## start INFORMATION SUPPLIED

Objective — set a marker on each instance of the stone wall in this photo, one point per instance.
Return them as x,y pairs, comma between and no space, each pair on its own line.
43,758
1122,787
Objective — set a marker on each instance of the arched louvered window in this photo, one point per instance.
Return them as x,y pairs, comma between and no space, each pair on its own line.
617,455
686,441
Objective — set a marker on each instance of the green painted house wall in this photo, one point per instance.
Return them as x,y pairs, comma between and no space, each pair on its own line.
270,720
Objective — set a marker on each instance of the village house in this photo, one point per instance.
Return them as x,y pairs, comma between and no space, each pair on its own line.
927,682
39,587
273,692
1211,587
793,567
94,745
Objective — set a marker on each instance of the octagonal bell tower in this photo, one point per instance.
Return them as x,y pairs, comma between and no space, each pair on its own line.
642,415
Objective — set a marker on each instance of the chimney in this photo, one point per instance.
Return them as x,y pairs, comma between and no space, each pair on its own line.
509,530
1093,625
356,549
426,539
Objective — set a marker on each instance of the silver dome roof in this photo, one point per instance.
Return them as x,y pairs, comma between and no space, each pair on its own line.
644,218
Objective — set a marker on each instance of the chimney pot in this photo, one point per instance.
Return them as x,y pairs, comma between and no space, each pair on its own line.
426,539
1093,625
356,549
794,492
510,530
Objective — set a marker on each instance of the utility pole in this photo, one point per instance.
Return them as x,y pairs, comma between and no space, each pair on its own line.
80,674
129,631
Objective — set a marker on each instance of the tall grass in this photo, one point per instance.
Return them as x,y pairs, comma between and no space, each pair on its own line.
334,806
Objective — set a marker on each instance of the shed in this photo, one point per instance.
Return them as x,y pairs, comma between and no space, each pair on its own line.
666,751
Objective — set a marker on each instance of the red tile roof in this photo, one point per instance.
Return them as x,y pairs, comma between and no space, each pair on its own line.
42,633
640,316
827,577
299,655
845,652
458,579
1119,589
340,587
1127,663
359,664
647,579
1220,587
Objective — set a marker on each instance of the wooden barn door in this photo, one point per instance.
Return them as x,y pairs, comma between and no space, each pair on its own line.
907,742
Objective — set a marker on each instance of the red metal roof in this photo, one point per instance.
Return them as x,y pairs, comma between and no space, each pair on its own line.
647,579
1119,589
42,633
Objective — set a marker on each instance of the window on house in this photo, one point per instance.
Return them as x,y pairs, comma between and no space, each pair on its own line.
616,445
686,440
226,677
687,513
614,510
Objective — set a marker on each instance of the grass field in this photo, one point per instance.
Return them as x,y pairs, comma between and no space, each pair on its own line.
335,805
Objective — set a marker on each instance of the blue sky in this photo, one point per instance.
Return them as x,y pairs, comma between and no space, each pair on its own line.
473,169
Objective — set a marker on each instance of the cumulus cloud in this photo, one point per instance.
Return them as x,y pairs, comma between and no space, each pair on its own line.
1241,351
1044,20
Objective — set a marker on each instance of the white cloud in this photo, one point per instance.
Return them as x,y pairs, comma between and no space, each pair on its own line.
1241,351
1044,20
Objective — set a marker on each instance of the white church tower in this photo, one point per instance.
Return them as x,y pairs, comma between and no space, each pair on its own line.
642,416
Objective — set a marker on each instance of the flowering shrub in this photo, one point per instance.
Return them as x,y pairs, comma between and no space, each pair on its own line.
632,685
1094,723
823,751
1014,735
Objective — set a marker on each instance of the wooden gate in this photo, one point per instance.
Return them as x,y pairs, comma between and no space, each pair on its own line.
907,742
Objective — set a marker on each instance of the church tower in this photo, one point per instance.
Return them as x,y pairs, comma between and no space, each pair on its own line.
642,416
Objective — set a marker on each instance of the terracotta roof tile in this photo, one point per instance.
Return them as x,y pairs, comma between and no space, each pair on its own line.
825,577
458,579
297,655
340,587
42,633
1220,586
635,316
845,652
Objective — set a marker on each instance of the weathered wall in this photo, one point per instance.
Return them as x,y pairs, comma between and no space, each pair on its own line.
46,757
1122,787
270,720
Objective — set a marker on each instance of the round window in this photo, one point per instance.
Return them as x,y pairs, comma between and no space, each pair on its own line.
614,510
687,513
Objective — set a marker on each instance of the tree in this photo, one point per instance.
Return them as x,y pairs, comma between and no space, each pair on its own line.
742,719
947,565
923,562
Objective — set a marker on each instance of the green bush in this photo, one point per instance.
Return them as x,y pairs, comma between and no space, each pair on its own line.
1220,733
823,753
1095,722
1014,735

## end INFORMATION SUPPLIED

Copy every entry above word for word, line by line, with nothing changed.

**SOLVED EXERCISE:**
Objective — set a marker on each instance of the stone wall in this photo, one point per instance.
Return them as x,y pairs, comma between and no space, each pair on its own line.
43,758
1122,787
Objective — set a marker on each instance of the arched louvered window in this photo, one point per instance.
Return them as x,y pairs, comma between and no space, each pair on its own line.
617,455
686,441
Objective — set a marker on each instance of the green painted house wall in this photo, one point per instance.
Return them as x,y pairs, comma between and no space, each pair on its own line.
270,720
Objective — set a marker on each instance of the village house in this photo, one point per instance.
Return them as x,y pairs, comma between and no space, each pair on its own line.
927,682
39,587
273,692
1211,587
793,567
94,745
Objective — set a marker on each instance of the octagonal bell tower in this photo, one point per instance.
Return them as x,y pairs, comma between and no space, each pair on its own line.
642,415
Objective — set a marker on each instance of the chimney in this photo, one point per instance.
Return them as x,y pairs, comma between and no space, each pair on its own line.
509,530
1093,625
356,549
426,539
Objective — set a marker on each instance of the silver dome roof in this photo, one point per instance.
Return them as x,y pairs, comma between and no space, each pair on its own line.
644,218
Objective — set a marker on each instance of the chimney pot in this photo, one point per instance.
Return them as x,y pairs, comma between and no space, each pair on its own line.
426,539
1093,625
356,549
794,492
510,530
Objective — set a marker on each instance of the utility pole in this photo, one point per instance.
Return them as x,y pairs, comma between and no space, each pair on its own line.
80,674
129,631
Objective — set a marker on each instance of the tall grass in this photo, one point per instance.
Return them as x,y pairs, comma between and no space, each pair on its own line.
334,806
Objective — set a marker on each instance of the shed in this photo, one point per instance.
Return them as x,y pairs, comma between and no space, each pair on its own line.
666,751
Objective — set a marker on each instance of the red tile roof in this photo, one point per instance.
Return them as x,y pairs, comma between and no space, each pair on its own line.
42,633
640,316
827,577
299,655
845,652
458,579
1119,589
340,587
1127,663
359,664
647,579
1220,587
Objective — set a marker on each instance of the wooden barn door in this photo, one point per instance.
Return them as x,y pairs, comma between and no space, each pair on its own line.
907,742
Objective — set a marker on each instance of the red metal roof in this photo, one point per instance.
Return them as x,y pairs, comma between and no space, each pair on its own line.
647,579
1119,589
42,633
Objective — set a marker on each instance of the window on house in this photo, one point per instance.
Return them as x,y pairs, comma between and no space, each pair on its own line.
616,445
686,440
226,677
687,513
614,510
Objective — set a marker on each instance of the grass field in this photo, one point per instance.
Return them as x,y pairs, comma between and no space, each pair on its own line.
335,805
Objective — set a marker on each instance of the blue sky in this photo, one point per instance.
Return them as x,y pairs, comma between and no space, each pair on its own line.
473,169
Objective — set a marker on each instance of the cumulus cloud in this photo, one point per instance.
Return them as x,y pairs, comma between and no space, each pair on its own line.
1241,351
1044,20
Objective — set a marker on each instance of the white cloud in this photo, one point per instance.
Return them as x,y pairs, comma between and no space, each pair on its own line.
1241,351
1044,20
Objective — set a marker on each instance of the white church tower in this photo, one point per instance.
Return them as x,y pairs, comma between and no space, each pair on its own line.
642,416
Objective — set a marker on each instance of the flowering shrub in this photo, one point per instance.
Return them as x,y pairs, comma between and no space, each pair on its own line.
632,685
1094,723
823,751
1014,735
Objective — set a marker on each instance of the wooden gate in this photo, one point per instance.
Return them as x,y pairs, comma between and no space, each pair on its own line.
907,742
Objective — set a marker on each instance of the church tower in this photo, one point per instance.
Return them as x,y pairs, comma between and no space, each pair on its own line.
642,416
Objective — set a marker on each instance of the terracotta roof tile in this photo, one point per instance.
Return them as x,y pairs, comma between and no space, each pair on its own line.
825,577
458,579
297,655
340,587
42,633
1220,586
635,316
845,652
Objective — set a marker on each instance of the weathered wall in this photo, one point per instance.
Return them as x,y pairs, comma between and no space, each pair on its own line.
46,757
1122,787
270,720
Objective — set a marker on each instance of the round window in this photo, one point per instance.
Return them as x,y pairs, comma between and no space, each pair on its own line.
614,510
687,513
Objective — set a marker on each instance of the tree in this photo, one point per instance.
Return them as x,y pairs, comma between and no space, each pair on its own line.
742,719
947,565
923,562
Objective — set a marker on each instance of the green bush in this photo, one point per instance.
Return them as x,y pairs, comma between and no space, each pair on its own line.
1220,733
823,753
1095,722
1014,735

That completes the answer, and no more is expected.